**Exercise brief:** Copy out the material word for word, starting with the line that contains "Practice. Locate the brick house" and going on through its last line.

[Begin Given data]

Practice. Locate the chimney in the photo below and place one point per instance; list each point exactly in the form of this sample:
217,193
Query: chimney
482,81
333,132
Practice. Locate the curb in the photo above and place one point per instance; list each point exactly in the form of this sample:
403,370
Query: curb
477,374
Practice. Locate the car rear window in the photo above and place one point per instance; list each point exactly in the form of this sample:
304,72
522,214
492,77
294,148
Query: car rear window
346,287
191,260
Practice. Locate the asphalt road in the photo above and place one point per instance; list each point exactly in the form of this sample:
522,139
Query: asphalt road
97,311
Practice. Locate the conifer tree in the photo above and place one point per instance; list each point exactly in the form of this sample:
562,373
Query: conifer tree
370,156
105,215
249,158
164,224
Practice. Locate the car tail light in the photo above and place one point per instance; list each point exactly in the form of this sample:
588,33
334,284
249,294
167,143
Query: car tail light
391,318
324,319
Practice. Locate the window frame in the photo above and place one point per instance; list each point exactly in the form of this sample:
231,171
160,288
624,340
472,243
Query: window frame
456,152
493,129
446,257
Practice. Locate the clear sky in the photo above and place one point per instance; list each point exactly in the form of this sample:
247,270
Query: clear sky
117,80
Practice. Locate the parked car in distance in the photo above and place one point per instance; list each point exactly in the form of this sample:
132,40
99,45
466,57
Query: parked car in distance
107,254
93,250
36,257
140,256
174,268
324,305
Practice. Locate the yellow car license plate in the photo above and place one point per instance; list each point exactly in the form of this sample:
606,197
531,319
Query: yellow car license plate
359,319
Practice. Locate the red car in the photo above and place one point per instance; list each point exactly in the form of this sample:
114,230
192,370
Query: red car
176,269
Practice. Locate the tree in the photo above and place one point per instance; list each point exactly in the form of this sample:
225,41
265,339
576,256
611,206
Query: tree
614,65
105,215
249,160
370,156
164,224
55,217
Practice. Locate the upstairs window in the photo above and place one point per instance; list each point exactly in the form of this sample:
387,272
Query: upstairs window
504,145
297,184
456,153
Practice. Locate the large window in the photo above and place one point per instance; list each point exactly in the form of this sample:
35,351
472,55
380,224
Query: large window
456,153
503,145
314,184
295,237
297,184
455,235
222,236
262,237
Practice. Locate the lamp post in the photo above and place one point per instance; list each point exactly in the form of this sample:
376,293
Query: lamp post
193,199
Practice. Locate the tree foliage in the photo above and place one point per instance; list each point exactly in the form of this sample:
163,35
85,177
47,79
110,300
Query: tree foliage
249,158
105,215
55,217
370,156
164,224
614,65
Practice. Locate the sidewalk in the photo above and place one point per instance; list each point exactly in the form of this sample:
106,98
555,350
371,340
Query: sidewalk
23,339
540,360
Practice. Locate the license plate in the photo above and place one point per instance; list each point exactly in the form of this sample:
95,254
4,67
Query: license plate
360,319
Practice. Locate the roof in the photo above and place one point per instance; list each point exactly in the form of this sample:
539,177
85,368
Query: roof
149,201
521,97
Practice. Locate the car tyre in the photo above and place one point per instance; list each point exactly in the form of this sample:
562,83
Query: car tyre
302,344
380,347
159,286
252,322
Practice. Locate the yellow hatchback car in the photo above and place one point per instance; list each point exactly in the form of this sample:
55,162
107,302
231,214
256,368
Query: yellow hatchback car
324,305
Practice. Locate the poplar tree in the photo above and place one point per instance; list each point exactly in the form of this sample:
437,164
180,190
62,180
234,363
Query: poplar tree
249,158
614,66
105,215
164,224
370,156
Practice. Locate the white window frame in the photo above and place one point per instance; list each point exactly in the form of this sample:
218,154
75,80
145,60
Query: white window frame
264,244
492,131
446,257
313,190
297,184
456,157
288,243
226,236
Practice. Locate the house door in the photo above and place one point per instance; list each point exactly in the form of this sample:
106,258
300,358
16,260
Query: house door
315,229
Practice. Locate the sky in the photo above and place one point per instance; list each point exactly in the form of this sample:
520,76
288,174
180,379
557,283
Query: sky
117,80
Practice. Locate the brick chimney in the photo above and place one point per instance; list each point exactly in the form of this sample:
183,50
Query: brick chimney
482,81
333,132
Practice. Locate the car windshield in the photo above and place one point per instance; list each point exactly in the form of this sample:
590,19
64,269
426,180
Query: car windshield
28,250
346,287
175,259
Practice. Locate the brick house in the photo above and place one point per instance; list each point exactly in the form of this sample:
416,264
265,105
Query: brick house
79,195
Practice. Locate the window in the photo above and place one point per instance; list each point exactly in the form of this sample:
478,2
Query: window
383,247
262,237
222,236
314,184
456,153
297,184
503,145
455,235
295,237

[End Given data]

**Answer in full:**
Practice. Locate the brick house in the photo above and place one point per instance; list each point exactly in the form of this sample:
416,264
265,105
Query: brick house
79,195
Practice. Locate the window in the photo above and place one point per instance; list each point exactly in the form of this sample:
478,2
Query: window
383,247
262,237
222,236
314,184
456,153
297,184
503,145
455,235
295,237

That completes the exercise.